Consigne: Modifiez le passage de l'intervention sur la loi de finances rectificative qui s'ouvre sur les mots « Nous tirons d'abord » et se clôt sur « de 400 millions. ». Reproduisez-le en remplaçant « ralentissement » par « fléchissement ».

Extrait cité:
★ ★ ★ ★ ★ ★ ★
Intervention de Valérie Pécresse

Commission des finances, du contrôle budgétaire et des comptes économiques de la nation — Réunion du 8 février 2012 : 2ème réunion
Loi de finances rectificative pour 2012 — Audition de M. François Baroin ministre de l'économie des finances et de l'industrie et de Mme Valérie Pécresse ministre du budget des comptes publics et de la réforme de l'etat

Valérie Pécresse, ministre du budget, des comptes publics et de la réforme de l'Etat :

La détermination du Gouvernement à tenir ses engagements de réduction des déficits, tout en restaurant la compétitivité de nos entreprises, reste entière. Ce projet de loi de finances rectificative comporte justement deux volets : renforcement de la compétitivité, adaptation de nos prévisions budgétaires à un contexte économique où l'activité faiblit. La compétitivité est la condition sine qua non de la croissance et de l'équilibre budgétaire : dans son rapport annuel sur la trajectoire des finances publiques publié aujourd'hui, la Cour des comptes parle d'une « orientation indispensable » et appelle à des « décisions nationales ».

Nous tirons d'abord toutes les conséquences budgétaires de la révision de l'hypothèse de croissance pour 2012, ramenée de 1 % à 0,5 % suite au ralentissement économique plus brutal que prévu au quatrième trimestre de 2011. Si la révision est faible, c'est que nos estimations initiales étaient prudentes ; le chiffre de 0,5 % devrait faire consensus à droite et à gauche. Nous diminuons aussi d'un demi-point notre hypothèse de croissance de la masse salariale en la ramenant à 2,5 % ; en revanche, nous maintenons notre hypothèse d'inflation à 1,7 %. En conséquence, le produit de l'impôt sur les sociétés devrait être inférieur d'1,8 milliard aux prévisions, celui de la TVA de 800 millions, les recettes des collectivités locales de 200 millions et celles de la sécurité sociale d'1,8 milliard ; les dépenses d'indemnisation du chômage, elles, augmentant de 400 millions.
★ ★ ★ ★ ★ ★ ★
Matériel fourni:
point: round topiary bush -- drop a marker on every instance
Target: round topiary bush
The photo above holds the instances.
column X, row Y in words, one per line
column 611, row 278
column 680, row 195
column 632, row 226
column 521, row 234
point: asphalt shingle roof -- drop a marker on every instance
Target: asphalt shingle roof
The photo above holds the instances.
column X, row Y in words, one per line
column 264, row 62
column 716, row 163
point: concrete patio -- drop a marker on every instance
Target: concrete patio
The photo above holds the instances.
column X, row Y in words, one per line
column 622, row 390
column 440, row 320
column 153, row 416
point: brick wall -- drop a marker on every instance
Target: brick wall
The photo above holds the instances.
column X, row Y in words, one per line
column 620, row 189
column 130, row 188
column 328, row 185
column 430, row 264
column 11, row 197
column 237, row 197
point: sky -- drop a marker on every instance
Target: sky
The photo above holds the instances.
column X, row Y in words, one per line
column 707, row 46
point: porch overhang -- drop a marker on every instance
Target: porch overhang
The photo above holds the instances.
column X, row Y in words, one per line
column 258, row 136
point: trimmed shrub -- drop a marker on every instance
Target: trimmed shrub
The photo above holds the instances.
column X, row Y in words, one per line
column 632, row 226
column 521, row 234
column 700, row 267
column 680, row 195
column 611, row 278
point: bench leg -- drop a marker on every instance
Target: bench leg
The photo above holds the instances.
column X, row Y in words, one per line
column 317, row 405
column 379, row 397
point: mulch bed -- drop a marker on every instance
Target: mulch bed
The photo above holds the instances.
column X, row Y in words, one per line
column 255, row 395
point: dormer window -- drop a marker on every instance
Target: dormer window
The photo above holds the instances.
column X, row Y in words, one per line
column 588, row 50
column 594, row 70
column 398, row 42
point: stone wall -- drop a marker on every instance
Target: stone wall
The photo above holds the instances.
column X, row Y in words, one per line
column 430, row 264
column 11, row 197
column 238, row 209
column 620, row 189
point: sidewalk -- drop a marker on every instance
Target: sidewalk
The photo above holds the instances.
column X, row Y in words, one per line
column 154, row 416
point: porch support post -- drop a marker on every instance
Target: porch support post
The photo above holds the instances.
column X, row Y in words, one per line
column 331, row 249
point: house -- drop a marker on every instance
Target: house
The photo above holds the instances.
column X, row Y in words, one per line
★ ★ ★ ★ ★ ★ ★
Réponse:
Nous tirons d'abord toutes les conséquences budgétaires de la révision de l'hypothèse de croissance pour 2012, ramenée de 1 % à 0,5 % suite au fléchissement économique plus brutal que prévu au quatrième trimestre de 2011. Si la révision est faible, c'est que nos estimations initiales étaient prudentes ; le chiffre de 0,5 % devrait faire consensus à droite et à gauche. Nous diminuons aussi d'un demi-point notre hypothèse de croissance de la masse salariale en la ramenant à 2,5 % ; en revanche, nous maintenons notre hypothèse d'inflation à 1,7 %. En conséquence, le produit de l'impôt sur les sociétés devrait être inférieur d'1,8 milliard aux prévisions, celui de la TVA de 800 millions, les recettes des collectivités locales de 200 millions et celles de la sécurité sociale d'1,8 milliard ; les dépenses d'indemnisation du chômage, elles, augmentant de 400 millions.